▶ _REQUIREMENT A_:
Copy out the chemistry glossary below in full, keeping every line the same.

▶ _PASSAGE GIVEN_:
## begin

Gen Chem Red Terms Final Exam

Polarizability

Measure of how easy or difficult it is for another electrostatic charge to distort a molecule’s charge distribution

Dispersion forces

Fleeting, temporary dipoles resulting in weak electrostatic forces between molecules when very close together

Instantaneous dipoles

Result from constant motion of electrons in molecules and atoms

Induced dipoles

Result when an instantaneous dipole in one molecule or atom distorts the electrons in a neighboring atom or molecules

Dipole-dipole attraction

Present only in polar molecules

Stronger with higher dipole moments

Usually stronger than dispersion forces

Molecules arrange to align opposite charges

Hydrogen bonding

Strong type of dipole-dipole attraction

Strongest IMF

Present in only certain polar molecules with N—H, O—H, F—H bonds

Cohesive forces

Attractions between identical molecules of a substance

Adhesive forces

Attractions between different types of molecules

Viscosity

The measure of a liquid’s resistance to flow

Surface tension

The energy required to increase the area, or length of a liquid surface by a certain amount

Capillary action

Liquid flow within a porous material due to attraction of the liquid to the surface of the material and to other liquid molecules

Vapor Pressure

The pressure exerted by a vapor in equilibrium with a liquid in a closed container at a given temperature

Enthalpy of vaporization

The energy required to vaporize one mole of a liquid substance at a temperature, it is always endothermic

Normal boiling point of a liquid

The temperature at which the liquid boils when the pressure above the liquid is 1 atm

Enthalpy of fusion

The energy required to melt one mole of a solid substance at a temperature, always endothermic

Enthalpy of sublimation

The energy required to convert one mole of a solid substance directly to the gaseous state, always endothermic

Phase diagram

A map for the phases of matter at given temperatures and pressures

Triple point

The temperature and pressure at which solid, liquid, and vapor of a substance are all in equilbrium

Critical point

The temperature and pressure above which a gas cannot be condensed into a liquid

Supercritical fluid

The high density, low viscosity phase intermediate between liquid adn gas

Crystalline solids

Solids in which atoms, ions, or molecules are arranged in a definite repeating pattern

Amorphous solids

Glassy or noncrystalline solids that lack an ordered internal structure

Ionic solid

Solid composed of cations and anions held together by strong electrostatic attractions

Hard, can be very brittle break not bend

Insulators as solids, electrically conductive when molten or dissolved

Metallic solid

Solid composed of metal atoms held together by metallic bonding of atomic nuclei in a delocalized “sea of electrons”

## end

▶ _INPUT MATERIAL_:
## begin

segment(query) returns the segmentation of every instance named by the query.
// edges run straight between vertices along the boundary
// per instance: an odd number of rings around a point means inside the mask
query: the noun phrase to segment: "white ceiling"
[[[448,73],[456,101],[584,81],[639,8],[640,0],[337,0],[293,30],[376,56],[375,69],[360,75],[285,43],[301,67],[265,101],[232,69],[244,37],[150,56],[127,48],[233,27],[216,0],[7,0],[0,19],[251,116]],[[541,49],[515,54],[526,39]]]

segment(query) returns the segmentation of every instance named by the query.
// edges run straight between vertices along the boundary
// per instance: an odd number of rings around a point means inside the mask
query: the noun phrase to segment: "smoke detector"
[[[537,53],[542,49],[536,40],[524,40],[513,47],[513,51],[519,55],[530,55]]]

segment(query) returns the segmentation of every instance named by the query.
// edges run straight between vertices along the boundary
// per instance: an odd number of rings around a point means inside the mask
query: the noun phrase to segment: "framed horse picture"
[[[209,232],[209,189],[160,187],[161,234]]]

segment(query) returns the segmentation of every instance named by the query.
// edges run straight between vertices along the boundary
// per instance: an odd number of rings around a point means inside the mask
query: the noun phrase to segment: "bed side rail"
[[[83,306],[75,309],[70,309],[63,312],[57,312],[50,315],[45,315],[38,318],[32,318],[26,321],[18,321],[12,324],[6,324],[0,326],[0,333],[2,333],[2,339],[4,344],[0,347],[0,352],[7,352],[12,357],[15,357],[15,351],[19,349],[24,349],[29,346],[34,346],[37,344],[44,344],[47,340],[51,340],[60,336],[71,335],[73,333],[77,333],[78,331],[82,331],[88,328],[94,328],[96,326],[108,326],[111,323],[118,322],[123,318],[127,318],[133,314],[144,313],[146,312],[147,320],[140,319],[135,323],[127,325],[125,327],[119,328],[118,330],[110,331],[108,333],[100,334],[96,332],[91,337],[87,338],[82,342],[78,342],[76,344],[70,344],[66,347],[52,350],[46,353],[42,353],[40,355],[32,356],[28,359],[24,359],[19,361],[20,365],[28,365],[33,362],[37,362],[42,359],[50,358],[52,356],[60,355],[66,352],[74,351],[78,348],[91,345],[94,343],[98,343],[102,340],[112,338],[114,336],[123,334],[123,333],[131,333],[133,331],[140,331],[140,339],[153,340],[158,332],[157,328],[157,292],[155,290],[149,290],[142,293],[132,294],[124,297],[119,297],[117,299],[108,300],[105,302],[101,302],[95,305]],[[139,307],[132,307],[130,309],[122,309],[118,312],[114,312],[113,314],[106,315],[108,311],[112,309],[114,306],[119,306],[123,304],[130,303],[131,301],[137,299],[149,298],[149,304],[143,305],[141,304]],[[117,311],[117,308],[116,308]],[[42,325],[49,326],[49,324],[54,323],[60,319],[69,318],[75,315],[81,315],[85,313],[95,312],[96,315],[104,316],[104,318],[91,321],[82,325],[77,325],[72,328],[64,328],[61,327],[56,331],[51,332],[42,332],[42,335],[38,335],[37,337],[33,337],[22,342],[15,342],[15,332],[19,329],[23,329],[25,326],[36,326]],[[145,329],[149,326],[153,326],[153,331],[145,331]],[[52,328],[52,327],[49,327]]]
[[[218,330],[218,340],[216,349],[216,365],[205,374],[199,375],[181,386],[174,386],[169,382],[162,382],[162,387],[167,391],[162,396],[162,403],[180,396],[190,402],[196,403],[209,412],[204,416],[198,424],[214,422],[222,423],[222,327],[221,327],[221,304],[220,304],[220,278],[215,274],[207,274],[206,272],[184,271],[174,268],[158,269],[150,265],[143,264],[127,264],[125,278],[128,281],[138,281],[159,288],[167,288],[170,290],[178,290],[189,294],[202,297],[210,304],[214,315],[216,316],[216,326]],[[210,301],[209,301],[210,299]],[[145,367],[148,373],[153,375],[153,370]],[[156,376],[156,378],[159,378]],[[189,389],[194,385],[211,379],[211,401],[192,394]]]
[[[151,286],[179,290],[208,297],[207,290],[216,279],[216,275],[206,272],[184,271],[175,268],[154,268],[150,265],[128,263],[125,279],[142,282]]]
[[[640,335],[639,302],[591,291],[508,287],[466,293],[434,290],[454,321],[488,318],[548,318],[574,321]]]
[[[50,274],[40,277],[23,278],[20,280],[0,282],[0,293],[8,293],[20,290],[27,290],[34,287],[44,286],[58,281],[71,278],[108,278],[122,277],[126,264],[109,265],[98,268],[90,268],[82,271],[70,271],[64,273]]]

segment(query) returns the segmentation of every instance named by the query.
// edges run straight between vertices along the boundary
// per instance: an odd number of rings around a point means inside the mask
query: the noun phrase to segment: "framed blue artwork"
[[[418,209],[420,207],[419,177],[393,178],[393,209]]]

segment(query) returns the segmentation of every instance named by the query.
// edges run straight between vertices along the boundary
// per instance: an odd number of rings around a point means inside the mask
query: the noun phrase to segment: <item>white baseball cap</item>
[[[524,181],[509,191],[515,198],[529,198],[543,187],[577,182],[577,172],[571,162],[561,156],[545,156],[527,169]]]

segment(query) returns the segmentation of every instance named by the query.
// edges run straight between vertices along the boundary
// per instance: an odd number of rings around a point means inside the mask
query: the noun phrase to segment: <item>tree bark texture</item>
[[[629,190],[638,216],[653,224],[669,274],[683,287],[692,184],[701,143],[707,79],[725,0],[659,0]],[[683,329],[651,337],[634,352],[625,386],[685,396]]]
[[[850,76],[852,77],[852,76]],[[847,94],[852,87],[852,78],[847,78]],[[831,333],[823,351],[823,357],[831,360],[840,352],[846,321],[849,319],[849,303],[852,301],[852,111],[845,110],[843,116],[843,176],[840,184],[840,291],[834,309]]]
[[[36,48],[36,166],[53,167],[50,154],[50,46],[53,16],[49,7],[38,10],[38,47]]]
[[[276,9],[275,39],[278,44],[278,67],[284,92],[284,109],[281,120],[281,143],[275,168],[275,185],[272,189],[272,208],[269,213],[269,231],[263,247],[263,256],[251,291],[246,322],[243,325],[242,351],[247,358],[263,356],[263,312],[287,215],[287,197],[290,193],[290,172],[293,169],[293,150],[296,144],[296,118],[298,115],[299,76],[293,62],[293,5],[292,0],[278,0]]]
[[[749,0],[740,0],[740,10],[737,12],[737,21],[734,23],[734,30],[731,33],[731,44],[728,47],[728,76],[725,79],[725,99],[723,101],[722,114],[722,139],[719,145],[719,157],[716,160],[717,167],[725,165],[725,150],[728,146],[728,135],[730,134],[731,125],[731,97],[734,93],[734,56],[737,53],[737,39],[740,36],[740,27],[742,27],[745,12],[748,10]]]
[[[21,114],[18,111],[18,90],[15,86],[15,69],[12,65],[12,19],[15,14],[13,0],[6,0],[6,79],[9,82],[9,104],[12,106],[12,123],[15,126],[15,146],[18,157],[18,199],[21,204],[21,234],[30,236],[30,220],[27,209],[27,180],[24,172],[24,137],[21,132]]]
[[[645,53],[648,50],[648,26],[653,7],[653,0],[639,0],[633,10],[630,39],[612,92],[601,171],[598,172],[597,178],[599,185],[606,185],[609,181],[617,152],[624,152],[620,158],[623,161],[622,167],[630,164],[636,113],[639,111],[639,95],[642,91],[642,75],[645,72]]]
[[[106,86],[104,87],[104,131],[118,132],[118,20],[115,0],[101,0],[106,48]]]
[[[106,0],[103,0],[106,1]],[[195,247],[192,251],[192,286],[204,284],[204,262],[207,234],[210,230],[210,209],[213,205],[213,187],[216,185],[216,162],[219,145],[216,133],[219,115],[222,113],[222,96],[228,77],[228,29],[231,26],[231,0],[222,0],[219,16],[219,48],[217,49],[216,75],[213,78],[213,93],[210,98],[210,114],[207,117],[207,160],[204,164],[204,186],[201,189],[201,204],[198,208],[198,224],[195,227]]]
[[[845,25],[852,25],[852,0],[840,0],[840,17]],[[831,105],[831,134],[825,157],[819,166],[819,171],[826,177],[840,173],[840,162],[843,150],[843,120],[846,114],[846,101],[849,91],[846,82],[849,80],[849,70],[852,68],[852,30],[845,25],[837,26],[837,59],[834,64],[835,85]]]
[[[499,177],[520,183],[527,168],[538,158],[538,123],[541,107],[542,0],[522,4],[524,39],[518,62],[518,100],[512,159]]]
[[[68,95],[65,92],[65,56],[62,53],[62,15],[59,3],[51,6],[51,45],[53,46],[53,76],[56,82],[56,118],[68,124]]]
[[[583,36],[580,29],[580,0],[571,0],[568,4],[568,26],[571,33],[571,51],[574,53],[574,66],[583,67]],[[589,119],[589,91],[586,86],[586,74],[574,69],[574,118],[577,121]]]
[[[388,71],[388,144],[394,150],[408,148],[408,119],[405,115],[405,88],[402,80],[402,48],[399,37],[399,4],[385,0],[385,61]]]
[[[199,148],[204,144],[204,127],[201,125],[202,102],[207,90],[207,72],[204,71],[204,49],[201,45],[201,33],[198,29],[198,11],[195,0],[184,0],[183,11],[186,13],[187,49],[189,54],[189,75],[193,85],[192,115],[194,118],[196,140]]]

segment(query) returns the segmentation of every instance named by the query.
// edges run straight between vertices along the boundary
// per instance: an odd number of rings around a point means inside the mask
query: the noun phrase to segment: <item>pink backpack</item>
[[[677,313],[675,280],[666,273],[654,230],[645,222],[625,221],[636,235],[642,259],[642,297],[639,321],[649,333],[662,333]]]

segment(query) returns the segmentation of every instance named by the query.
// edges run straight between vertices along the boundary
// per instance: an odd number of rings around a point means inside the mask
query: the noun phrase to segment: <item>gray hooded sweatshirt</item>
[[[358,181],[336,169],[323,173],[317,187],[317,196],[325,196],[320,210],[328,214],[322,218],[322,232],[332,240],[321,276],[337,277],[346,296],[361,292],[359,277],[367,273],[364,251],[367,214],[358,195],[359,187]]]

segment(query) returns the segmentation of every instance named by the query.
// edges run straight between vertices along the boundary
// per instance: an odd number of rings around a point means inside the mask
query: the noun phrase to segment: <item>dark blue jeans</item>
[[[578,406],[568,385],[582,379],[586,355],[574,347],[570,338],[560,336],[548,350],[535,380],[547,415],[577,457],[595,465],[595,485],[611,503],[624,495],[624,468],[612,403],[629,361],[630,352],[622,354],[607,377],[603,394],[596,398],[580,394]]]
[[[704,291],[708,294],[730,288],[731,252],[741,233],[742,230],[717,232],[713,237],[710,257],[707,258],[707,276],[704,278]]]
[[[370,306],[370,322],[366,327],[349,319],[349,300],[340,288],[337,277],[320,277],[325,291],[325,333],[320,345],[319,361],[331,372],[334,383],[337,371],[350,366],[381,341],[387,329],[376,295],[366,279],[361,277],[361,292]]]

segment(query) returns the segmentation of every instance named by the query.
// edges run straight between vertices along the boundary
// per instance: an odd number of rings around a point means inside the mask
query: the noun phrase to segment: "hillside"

## end

▶ _REQUIREMENT B_:
Count the lines in the records above that contain the string "framed", with case counting. Reply with the number alone.

▶ _TASK OUTPUT A_:
Gen Chem Red Terms Final Exam

Polarizability

Measure of how easy or difficult it is for another electrostatic charge to distort a molecule’s charge distribution

Dispersion forces

Fleeting, temporary dipoles resulting in weak electrostatic forces between molecules when very close together

Instantaneous dipoles

Result from constant motion of electrons in molecules and atoms

Induced dipoles

Result when an instantaneous dipole in one molecule or atom distorts the electrons in a neighboring atom or molecules

Dipole-dipole attraction

Present only in polar molecules

Stronger with higher dipole moments

Usually stronger than dispersion forces

Molecules arrange to align opposite charges

Hydrogen bonding

Strong type of dipole-dipole attraction

Strongest IMF

Present in only certain polar molecules with N—H, O—H, F—H bonds

Cohesive forces

Attractions between identical molecules of a substance

Adhesive forces

Attractions between different types of molecules

Viscosity

The measure of a liquid’s resistance to flow

Surface tension

The energy required to increase the area, or length of a liquid surface by a certain amount

Capillary action

Liquid flow within a porous material due to attraction of the liquid to the surface of the material and to other liquid molecules

Vapor Pressure

The pressure exerted by a vapor in equilibrium with a liquid in a closed container at a given temperature

Enthalpy of vaporization

The energy required to vaporize one mole of a liquid substance at a temperature, it is always endothermic

Normal boiling point of a liquid

The temperature at which the liquid boils when the pressure above the liquid is 1 atm

Enthalpy of fusion

The energy required to melt one mole of a solid substance at a temperature, always endothermic

Enthalpy of sublimation

The energy required to convert one mole of a solid substance directly to the gaseous state, always endothermic

Phase diagram

A map for the phases of matter at given temperatures and pressures

Triple point

The temperature and pressure at which solid, liquid, and vapor of a substance are all in equilbrium

Critical point

The temperature and pressure above which a gas cannot be condensed into a liquid

Supercritical fluid

The high density, low viscosity phase intermediate between liquid adn gas

Crystalline solids

Solids in which atoms, ions, or molecules are arranged in a definite repeating pattern

Amorphous solids

Glassy or noncrystalline solids that lack an ordered internal structure

Ionic solid

Solid composed of cations and anions held together by strong electrostatic attractions

Hard, can be very brittle break not bend

Insulators as solids, electrically conductive when molten or dissolved

Metallic solid

Solid composed of metal atoms held together by metallic bonding of atomic nuclei in a delocalized “sea of electrons”

▶ _TASK OUTPUT B_:
2